=== Data for processing ===
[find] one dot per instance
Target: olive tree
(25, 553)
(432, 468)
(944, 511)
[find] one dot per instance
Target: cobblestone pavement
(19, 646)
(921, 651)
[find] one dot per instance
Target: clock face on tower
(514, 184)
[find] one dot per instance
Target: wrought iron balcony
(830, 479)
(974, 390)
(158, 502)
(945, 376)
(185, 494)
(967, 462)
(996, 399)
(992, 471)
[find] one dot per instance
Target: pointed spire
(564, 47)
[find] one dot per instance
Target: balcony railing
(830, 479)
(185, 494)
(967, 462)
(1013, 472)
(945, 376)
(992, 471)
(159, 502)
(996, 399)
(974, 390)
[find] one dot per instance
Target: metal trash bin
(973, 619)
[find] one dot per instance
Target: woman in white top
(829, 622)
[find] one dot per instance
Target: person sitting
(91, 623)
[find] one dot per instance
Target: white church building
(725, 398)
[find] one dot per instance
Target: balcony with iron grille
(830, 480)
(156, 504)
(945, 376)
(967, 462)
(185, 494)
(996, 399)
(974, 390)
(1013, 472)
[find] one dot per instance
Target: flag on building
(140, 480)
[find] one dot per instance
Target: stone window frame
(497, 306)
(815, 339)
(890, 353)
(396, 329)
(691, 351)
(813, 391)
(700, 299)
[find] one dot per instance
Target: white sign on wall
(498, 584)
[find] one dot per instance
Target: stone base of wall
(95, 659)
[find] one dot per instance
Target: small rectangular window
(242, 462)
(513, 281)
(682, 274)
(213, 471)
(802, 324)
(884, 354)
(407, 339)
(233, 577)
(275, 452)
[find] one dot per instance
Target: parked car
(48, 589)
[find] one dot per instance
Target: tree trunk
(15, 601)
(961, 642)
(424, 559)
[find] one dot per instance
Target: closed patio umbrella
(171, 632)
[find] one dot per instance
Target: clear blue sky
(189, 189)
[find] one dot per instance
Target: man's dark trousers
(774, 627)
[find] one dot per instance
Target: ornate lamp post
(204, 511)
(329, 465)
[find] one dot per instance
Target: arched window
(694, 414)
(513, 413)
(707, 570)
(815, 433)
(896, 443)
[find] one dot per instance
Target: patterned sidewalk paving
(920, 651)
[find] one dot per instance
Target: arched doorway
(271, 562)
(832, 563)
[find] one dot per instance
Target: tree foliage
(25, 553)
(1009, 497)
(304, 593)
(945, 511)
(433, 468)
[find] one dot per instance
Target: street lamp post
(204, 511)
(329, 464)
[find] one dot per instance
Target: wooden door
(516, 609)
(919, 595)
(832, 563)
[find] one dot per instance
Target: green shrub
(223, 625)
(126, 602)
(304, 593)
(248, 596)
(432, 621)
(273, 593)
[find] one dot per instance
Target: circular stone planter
===
== Activity ==
Quote, without any change, each line from the one that contains "Target: stone window frame" through the end of the material.

== Expected output ==
Target: stone window frame
(497, 306)
(815, 339)
(890, 353)
(396, 329)
(691, 351)
(813, 391)
(700, 299)
[find] one dot per instance
Target: white sign on wall
(498, 584)
[find] one dot per instance
Target: stone base of wall
(95, 659)
[find] one dot per instance
Target: small rectangular window
(242, 462)
(513, 281)
(682, 274)
(213, 471)
(802, 324)
(884, 354)
(407, 339)
(233, 577)
(275, 452)
[find] one dot per instance
Target: parked car
(48, 589)
[find] one dot per instance
Target: tree trunk
(15, 601)
(961, 642)
(424, 559)
[find] one dot per instance
Target: closed patio umbrella
(171, 632)
[find] one dot per instance
Target: clear blue sky
(189, 189)
[find] one dot per instance
Target: man's dark trousers
(774, 627)
[find] one dot per instance
Target: ornate lamp post
(204, 511)
(329, 465)
[find] one dot per instance
Target: arched window
(694, 414)
(513, 413)
(707, 570)
(815, 433)
(896, 443)
[find] one dot per instance
Target: patterned sidewalk paving
(920, 651)
[find] one dot per instance
Target: arched doorway
(271, 562)
(832, 563)
[find] one dot per instance
Target: tree foliage
(25, 553)
(1009, 497)
(304, 593)
(945, 511)
(433, 468)
[find] one dot per instance
Target: street lamp post
(204, 511)
(329, 464)
[find] one dot per instance
Target: wooden door
(516, 609)
(919, 595)
(832, 563)
[find] one dot per instance
Target: green shrub
(223, 625)
(126, 602)
(304, 593)
(248, 596)
(432, 621)
(273, 593)
[find] one dot per instance
Target: circular stone planter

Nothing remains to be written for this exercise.